### JOBS
**a.** Reproduce word for word the part of the liability clauses that opens with the words containing "Any claims, howsoever" and closes with "would otherwise apply.".
**b.** Answer these questions using the liability clauses:
(i) According to the clauses, which Act's Section 1 applies to all claims between Mint and the Client?
(ii) What amount may the aggregate liability of each Party to the other not exceed?
(iii) Within how many years after the claimant becomes aware of the facts must a claim be formally commenced?

### PASSAGE PROVIDED
****************
Mint assumes no responsibility for the accuracy, completeness or integrity of the data which the Client stores, collects, collates, mines, transmits, alters or processes utilising the Services and/or the Products. The Client agrees to indemnify and hold harmless Mint and its directors, officers, employees, contractors or agents and sub-contractors from any and all third-party claims, liabilities, against loss, damages, costs or expenses (including reasonable attorney fees) arising from any claim, demand, assessment, action, suit or proceeding relating to the use of Mint’s Services or Products, which Client may suffer as a result of any incomplete, incorrect or corrupt data generated by, from or using the Services and/or the Products.

Neither Party shall be liable, whether in contract, delict or otherwise, for any indirect or consequential damages including, but not limited to, loss of data, loss of profits, loss of custom, and/or business foregone, whether foreseeable or not, and whether or not in the contemplation of the Parties at the time of the conclusion of an agreement, arising from or in connection with this Contract.

The aggregate liability of each Party to the other, whether in contract, delict or otherwise, shall not exceed the total amount payable by the Client to Mint in terms of this Contract except if caused by gross negligence or wilful misconduct.

Mint will not be liable to the Client, or any assignee or third party claiming through or on behalf of the Client for any punitive damages whatsoever or for any consequential or other loss or damages beyond the maximum liability specified.

Any claims, howsoever arising, must be commenced formally by service of court summons or process initiating arbitration proceedings within three years after the Party bringing the claim becomes aware (or ought reasonably to have become aware) of the facts which give rise to the claim and, in any event regardless of the knowledge of the claimant, by no later than three years after the date of any alleged breach of contract, delictual act or other act or omission giving rise to a cause of action. This expressly overrides any statutory provision, which would otherwise apply.
Section 1 of the Apportionment of Damages Act, 1956, will apply to all claims between Mint and the Client and that “breach of contract or gross negligence” and “damages” or “losses” as used herein shall be deemed to fall within the meanings of “fault” and “damage” as contained in Section 1 of the Apportionment of Damages Act, 1956.
****************
### MATERIAL
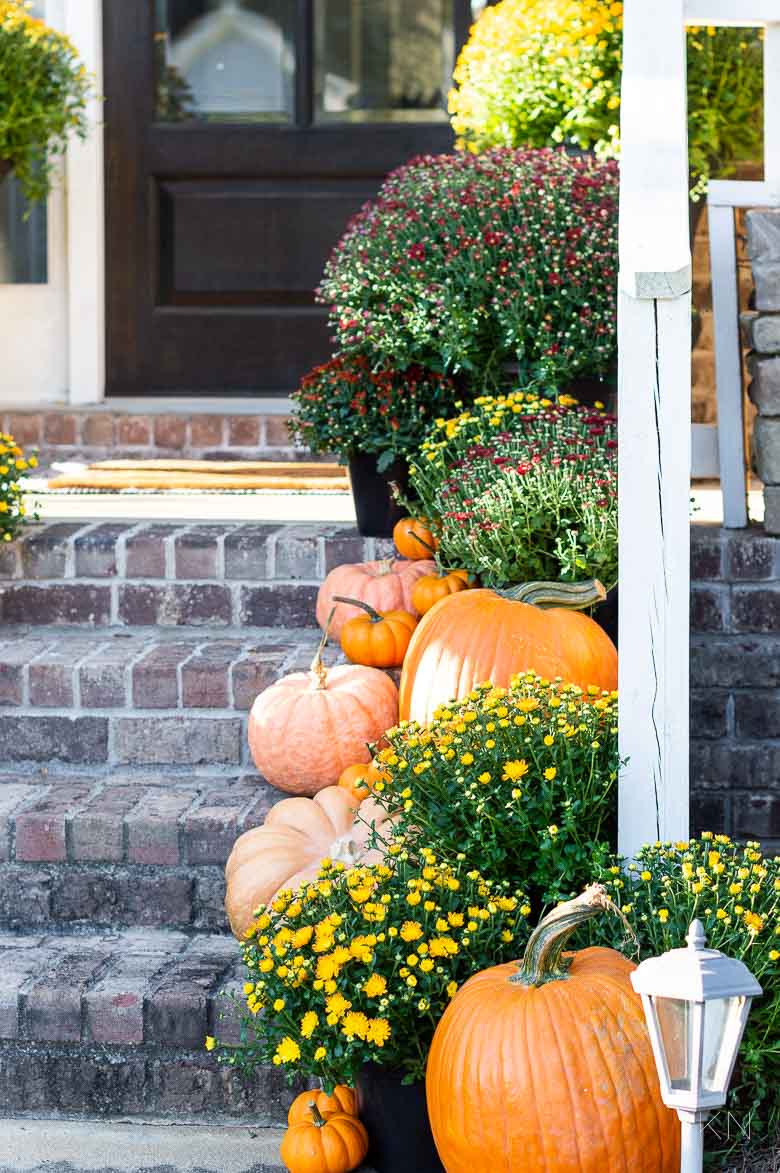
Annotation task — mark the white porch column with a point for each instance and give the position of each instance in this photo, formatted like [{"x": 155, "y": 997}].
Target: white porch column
****************
### SOLUTION SET
**a.**
Any claims, howsoever arising, must be commenced formally by service of court summons or process initiating arbitration proceedings within three years after the Party bringing the claim becomes aware (or ought reasonably to have become aware) of the facts which give rise to the claim and, in any event regardless of the knowledge of the claimant, by no later than three years after the date of any alleged breach of contract, delictual act or other act or omission giving rise to a cause of action. This expressly overrides any statutory provision, which would otherwise apply.

**b.**
(i) The Apportionment of Damages Act, 1956.
(ii) The total amount payable by the Client to Mint in terms of the Contract.
(iii) Three years.